Begin Recorded data

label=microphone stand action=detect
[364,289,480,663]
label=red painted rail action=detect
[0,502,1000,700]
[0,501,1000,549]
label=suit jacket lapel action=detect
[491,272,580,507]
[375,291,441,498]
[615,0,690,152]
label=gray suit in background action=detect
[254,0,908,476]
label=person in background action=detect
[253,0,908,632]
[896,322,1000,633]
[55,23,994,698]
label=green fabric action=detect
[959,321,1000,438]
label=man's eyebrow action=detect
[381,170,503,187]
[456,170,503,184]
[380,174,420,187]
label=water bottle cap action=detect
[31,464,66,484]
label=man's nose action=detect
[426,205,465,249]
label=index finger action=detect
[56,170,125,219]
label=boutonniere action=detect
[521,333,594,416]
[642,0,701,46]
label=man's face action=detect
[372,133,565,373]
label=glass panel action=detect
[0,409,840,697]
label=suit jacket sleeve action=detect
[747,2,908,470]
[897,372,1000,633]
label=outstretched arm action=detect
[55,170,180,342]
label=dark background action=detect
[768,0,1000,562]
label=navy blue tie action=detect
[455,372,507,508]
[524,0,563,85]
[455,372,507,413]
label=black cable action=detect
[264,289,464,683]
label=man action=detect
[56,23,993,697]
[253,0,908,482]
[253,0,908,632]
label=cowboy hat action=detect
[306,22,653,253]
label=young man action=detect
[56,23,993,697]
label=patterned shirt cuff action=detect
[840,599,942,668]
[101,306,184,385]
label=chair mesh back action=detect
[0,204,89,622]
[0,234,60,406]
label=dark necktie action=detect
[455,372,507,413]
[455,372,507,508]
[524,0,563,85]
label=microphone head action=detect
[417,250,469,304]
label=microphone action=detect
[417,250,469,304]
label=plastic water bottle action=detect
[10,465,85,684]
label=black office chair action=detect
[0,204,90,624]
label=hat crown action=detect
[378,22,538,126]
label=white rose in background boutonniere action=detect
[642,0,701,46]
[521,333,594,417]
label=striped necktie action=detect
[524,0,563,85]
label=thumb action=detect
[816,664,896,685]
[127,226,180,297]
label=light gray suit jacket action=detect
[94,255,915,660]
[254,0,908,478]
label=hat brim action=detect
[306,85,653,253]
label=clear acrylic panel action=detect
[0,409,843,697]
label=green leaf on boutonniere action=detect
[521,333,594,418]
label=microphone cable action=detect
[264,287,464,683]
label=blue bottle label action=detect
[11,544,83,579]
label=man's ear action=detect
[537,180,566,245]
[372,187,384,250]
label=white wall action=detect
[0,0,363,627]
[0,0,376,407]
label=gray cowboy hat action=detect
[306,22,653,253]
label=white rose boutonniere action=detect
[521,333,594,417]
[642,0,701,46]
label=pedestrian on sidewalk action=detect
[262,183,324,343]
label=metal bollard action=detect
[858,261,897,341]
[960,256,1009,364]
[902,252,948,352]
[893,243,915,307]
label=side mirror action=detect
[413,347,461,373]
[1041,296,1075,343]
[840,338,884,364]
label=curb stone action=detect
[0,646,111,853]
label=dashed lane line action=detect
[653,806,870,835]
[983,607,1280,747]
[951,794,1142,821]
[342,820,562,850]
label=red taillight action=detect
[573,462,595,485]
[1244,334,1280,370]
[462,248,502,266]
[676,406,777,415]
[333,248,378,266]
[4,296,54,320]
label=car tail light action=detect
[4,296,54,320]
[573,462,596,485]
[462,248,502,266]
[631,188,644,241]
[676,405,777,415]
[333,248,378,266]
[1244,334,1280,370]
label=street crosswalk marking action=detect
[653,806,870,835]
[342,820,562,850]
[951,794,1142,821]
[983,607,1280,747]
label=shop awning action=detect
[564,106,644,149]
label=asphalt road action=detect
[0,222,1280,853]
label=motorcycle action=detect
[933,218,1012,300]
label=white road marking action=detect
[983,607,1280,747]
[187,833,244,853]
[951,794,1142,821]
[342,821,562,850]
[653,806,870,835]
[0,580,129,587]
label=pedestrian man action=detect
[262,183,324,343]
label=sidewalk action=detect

End Recorded data

Could you transcribe every line of the items above, character for character?

Response to this task:
label=microphone stand action=detect
[364,289,480,663]
label=red painted rail action=detect
[0,502,1000,700]
[0,501,1000,549]
label=suit jacket lapel action=detect
[491,272,580,507]
[375,291,441,498]
[615,0,690,152]
label=gray suit in background action=detect
[254,0,908,476]
label=person in background action=detect
[253,0,908,632]
[896,322,1000,633]
[55,23,994,698]
label=green fabric action=detect
[959,321,1000,438]
label=man's eyebrow action=detect
[381,170,503,187]
[456,170,503,184]
[380,174,420,187]
label=water bottle cap action=detect
[31,464,66,484]
label=man's nose action=detect
[426,205,465,249]
label=index finger action=detect
[56,170,125,219]
label=boutonniere action=detect
[521,333,594,416]
[642,0,701,46]
label=man's face action=detect
[372,133,565,373]
label=glass panel action=detect
[0,409,840,697]
label=suit jacket sleeve action=detect
[747,2,908,470]
[897,372,1000,633]
label=outstretched arm action=detect
[55,170,180,342]
label=dark background action=detect
[768,0,1000,562]
label=navy blue tie action=detect
[455,372,507,508]
[524,0,563,85]
[455,372,507,413]
label=black cable action=detect
[264,289,464,683]
label=man action=detect
[56,23,993,697]
[253,0,908,482]
[253,0,908,632]
label=cowboy hat action=detect
[306,22,653,253]
label=young man action=detect
[56,23,993,697]
label=patterned shirt cuff action=detect
[840,599,942,668]
[101,306,184,385]
label=chair mesh back action=detect
[0,204,89,622]
[0,234,60,406]
label=dark necktie action=detect
[455,372,507,413]
[455,372,507,508]
[524,0,563,85]
label=microphone head action=detect
[417,250,469,304]
label=microphone action=detect
[417,250,469,304]
label=plastic water bottle action=detect
[10,465,85,684]
label=black office chair action=detect
[0,204,90,624]
label=hat crown action=detect
[378,22,538,126]
label=white rose in background boutonniere action=detect
[642,0,701,46]
[521,333,594,417]
label=striped necktie action=detect
[524,0,563,85]
label=thumb action=detect
[816,664,896,685]
[127,226,180,297]
label=light gray suit jacket action=detect
[94,255,915,660]
[254,0,908,478]
label=hat brim action=detect
[306,85,653,253]
label=clear acrylic panel action=detect
[0,409,843,697]
label=green leaf on boutonniere action=detect
[521,333,594,418]
label=microphone cable action=detect
[264,287,464,683]
label=blue bottle label action=detect
[11,544,83,579]
label=man's ear action=detect
[537,180,566,245]
[372,187,384,250]
label=white wall action=detect
[0,0,363,627]
[0,0,376,407]
label=gray cowboy hat action=detect
[306,22,653,253]
label=white rose boutonniere action=detect
[521,333,594,417]
[642,0,701,46]
label=pedestrian on sidewalk action=detect
[262,183,324,343]
label=metal bollard action=detect
[858,261,897,341]
[960,256,1009,364]
[902,252,948,352]
[893,243,915,307]
label=side mirror action=detect
[413,347,461,373]
[1041,296,1075,343]
[840,338,884,364]
label=curb stone action=detect
[0,646,111,853]
label=dashed lane line action=detect
[653,806,870,835]
[983,607,1280,747]
[951,794,1142,821]
[342,820,562,850]
label=red taillight action=detect
[573,462,595,485]
[1244,334,1280,370]
[462,248,502,266]
[676,406,777,415]
[333,248,378,266]
[4,296,54,320]
label=car tail light action=detect
[4,296,54,320]
[573,462,596,485]
[462,248,502,266]
[631,188,644,241]
[676,405,777,415]
[333,248,378,266]
[1244,334,1280,370]
label=street crosswalk marking action=detect
[653,806,870,835]
[342,820,562,850]
[951,794,1142,821]
[983,607,1280,747]
label=shop awning action=detect
[564,106,644,149]
label=asphalt road action=detect
[0,222,1280,853]
label=motorcycle action=detect
[933,218,1012,300]
label=white road marking action=detect
[983,607,1280,747]
[187,833,244,853]
[951,794,1142,821]
[342,821,562,850]
[653,806,870,835]
[0,580,129,587]
label=pedestrian man action=detect
[262,183,324,343]
label=sidewalk action=detect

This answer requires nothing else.